The exercise — Rewrite all the entries below as a JSON list of strings, with one string for each line and any blank lines omitted.

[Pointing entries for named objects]

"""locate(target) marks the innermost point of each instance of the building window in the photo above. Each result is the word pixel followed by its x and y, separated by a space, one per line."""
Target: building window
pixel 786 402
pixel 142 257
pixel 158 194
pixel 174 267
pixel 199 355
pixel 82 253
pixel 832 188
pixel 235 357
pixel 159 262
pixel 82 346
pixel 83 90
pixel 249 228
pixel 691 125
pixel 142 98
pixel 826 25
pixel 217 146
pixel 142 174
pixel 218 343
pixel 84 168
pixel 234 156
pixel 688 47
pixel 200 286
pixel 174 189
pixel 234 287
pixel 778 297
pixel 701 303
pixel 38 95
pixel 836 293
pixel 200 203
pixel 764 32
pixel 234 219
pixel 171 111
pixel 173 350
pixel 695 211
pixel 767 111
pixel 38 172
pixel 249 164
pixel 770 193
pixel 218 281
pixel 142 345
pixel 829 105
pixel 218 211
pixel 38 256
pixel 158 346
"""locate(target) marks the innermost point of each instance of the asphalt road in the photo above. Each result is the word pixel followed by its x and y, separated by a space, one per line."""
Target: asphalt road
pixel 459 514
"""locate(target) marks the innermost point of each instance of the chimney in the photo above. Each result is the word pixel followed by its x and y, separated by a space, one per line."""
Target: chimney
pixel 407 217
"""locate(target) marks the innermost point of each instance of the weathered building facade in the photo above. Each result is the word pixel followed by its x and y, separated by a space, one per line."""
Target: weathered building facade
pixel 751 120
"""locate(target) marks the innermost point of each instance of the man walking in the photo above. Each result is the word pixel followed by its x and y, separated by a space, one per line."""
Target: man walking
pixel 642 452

Completed task —
[
  "\"\"\"locate(target) marks the innermost point of each instance of the building window in the photo above. Each result is the word pixel followed by its x and y, separated by a space, one per line.\"\"\"",
  "Target: building window",
  "pixel 786 402",
  "pixel 142 257",
  "pixel 158 194",
  "pixel 174 267",
  "pixel 199 355",
  "pixel 82 253",
  "pixel 832 188",
  "pixel 235 357",
  "pixel 159 262",
  "pixel 82 346",
  "pixel 83 90",
  "pixel 249 228",
  "pixel 691 125",
  "pixel 142 98",
  "pixel 826 25",
  "pixel 217 146",
  "pixel 142 174",
  "pixel 218 343",
  "pixel 84 168",
  "pixel 234 156",
  "pixel 688 47",
  "pixel 200 286",
  "pixel 174 189",
  "pixel 234 287",
  "pixel 778 297",
  "pixel 701 303",
  "pixel 38 95",
  "pixel 836 293",
  "pixel 200 203",
  "pixel 764 32",
  "pixel 234 219",
  "pixel 171 111",
  "pixel 173 350",
  "pixel 695 211",
  "pixel 767 111",
  "pixel 38 172",
  "pixel 249 164",
  "pixel 770 193",
  "pixel 218 281",
  "pixel 142 345",
  "pixel 829 105",
  "pixel 218 211",
  "pixel 38 256",
  "pixel 158 346",
  "\"\"\"locate(target) marks the innermost point of each instance of the asphalt road in the photo above. Each result is the word pixel followed by its x and y, separated by a space, one per line.\"\"\"",
  "Target: asphalt road",
  "pixel 459 514",
  "\"\"\"locate(target) marks the innermost point of each instance of the chimney in the photo above. Each result is the word pixel followed by its x and y, separated by a space, one per line.\"\"\"",
  "Target: chimney",
  "pixel 407 217",
  "\"\"\"locate(target) marks the innermost point of each instance of the weathered building facade in the photo above. Each result is the word pixel followed by its x and y, separated by a space, one per line.\"\"\"",
  "Target: weathered building facade",
  "pixel 751 120",
  "\"\"\"locate(target) marks the innermost point of each instance of the man walking in the photo above. Each result is the word pixel followed by its x and y, separated by a space, one per line.\"\"\"",
  "Target: man walking",
  "pixel 642 452"
]